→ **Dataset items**
= = = =

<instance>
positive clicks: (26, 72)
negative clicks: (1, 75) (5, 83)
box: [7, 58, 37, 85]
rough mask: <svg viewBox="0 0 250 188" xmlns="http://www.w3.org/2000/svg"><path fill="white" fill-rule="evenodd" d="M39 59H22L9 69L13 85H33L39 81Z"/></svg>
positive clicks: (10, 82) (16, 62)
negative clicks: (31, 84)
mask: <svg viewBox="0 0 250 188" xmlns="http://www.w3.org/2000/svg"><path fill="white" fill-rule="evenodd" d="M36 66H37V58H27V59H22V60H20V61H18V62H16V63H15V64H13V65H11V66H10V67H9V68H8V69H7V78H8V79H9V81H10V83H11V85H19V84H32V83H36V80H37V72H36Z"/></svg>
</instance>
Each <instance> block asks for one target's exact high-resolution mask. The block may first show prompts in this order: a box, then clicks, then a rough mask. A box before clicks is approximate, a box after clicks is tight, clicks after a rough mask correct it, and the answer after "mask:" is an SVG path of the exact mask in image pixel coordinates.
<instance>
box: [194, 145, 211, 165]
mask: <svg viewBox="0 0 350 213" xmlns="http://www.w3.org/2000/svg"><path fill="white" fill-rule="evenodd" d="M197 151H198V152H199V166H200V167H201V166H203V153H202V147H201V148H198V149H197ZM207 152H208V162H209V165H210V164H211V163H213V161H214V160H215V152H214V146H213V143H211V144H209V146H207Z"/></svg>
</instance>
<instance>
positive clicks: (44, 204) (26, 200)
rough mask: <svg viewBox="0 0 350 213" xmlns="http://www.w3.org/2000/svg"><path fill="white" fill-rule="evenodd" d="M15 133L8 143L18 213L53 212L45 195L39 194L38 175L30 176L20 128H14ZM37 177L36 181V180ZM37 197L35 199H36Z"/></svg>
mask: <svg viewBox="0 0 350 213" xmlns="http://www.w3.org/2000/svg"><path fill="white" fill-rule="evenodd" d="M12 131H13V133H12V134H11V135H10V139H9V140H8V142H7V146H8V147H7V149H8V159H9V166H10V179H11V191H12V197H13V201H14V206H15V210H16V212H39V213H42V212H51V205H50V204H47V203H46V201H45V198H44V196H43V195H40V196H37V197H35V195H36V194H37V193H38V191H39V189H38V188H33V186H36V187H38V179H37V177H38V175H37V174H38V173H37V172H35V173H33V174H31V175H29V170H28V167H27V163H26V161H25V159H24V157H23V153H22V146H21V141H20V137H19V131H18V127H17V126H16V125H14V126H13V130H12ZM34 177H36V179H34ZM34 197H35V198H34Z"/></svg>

= = = =

→ **The problem**
Repeat the full set of records exactly.

→ **Your response**
<instance>
positive clicks: (26, 72)
negative clicks: (1, 75) (5, 83)
box: [7, 58, 37, 85]
rough mask: <svg viewBox="0 0 250 188" xmlns="http://www.w3.org/2000/svg"><path fill="white" fill-rule="evenodd" d="M39 59H22L9 69L13 85H33L39 81Z"/></svg>
positive clicks: (10, 82) (16, 62)
negative clicks: (31, 84)
mask: <svg viewBox="0 0 250 188" xmlns="http://www.w3.org/2000/svg"><path fill="white" fill-rule="evenodd" d="M36 66H37V58H27V59H22V60H20V61H18V62H16V63H15V64H13V65H11V66H10V67H9V68H8V69H7V78H8V79H9V81H10V83H11V85H19V84H32V83H36V80H37V72H36Z"/></svg>
</instance>
Each <instance> block asks for one target's exact high-resolution mask. The block may first show prompts in this order: a box, then clicks, then a rough mask. A box before clicks is approximate, a box after clicks is tight, clicks after a rough mask correct it, and the answer after "mask:" is an SVG path of the exact mask in image pixel coordinates.
<instance>
box: [194, 145, 211, 165]
mask: <svg viewBox="0 0 350 213" xmlns="http://www.w3.org/2000/svg"><path fill="white" fill-rule="evenodd" d="M197 151H198V152H199V166H200V167H201V166H203V153H202V147H201V148H198V149H197ZM207 152H208V162H209V165H210V164H211V163H213V161H214V160H215V152H214V146H213V143H211V144H209V146H207Z"/></svg>
</instance>
<instance>
positive clicks: (44, 204) (26, 200)
rough mask: <svg viewBox="0 0 350 213" xmlns="http://www.w3.org/2000/svg"><path fill="white" fill-rule="evenodd" d="M15 133L8 143L18 213L53 212L45 195L39 194L38 175L30 176L20 128H14ZM37 177L36 181V180ZM37 197L35 199H36Z"/></svg>
mask: <svg viewBox="0 0 350 213" xmlns="http://www.w3.org/2000/svg"><path fill="white" fill-rule="evenodd" d="M12 131H13V133H12V134H11V135H10V139H9V140H8V142H7V146H8V147H7V149H8V159H9V166H10V179H11V191H12V197H13V201H14V206H15V210H16V212H39V213H42V212H51V205H50V204H47V203H46V201H45V198H44V196H43V195H40V196H37V197H35V195H36V194H37V193H38V191H39V189H38V188H33V186H36V187H38V179H37V177H38V175H37V174H38V173H37V172H35V173H33V174H31V175H29V170H28V167H27V163H26V161H25V159H24V157H23V153H22V146H21V141H20V137H19V131H18V127H17V126H16V125H14V126H13V130H12ZM34 177H36V179H34ZM34 197H35V198H34Z"/></svg>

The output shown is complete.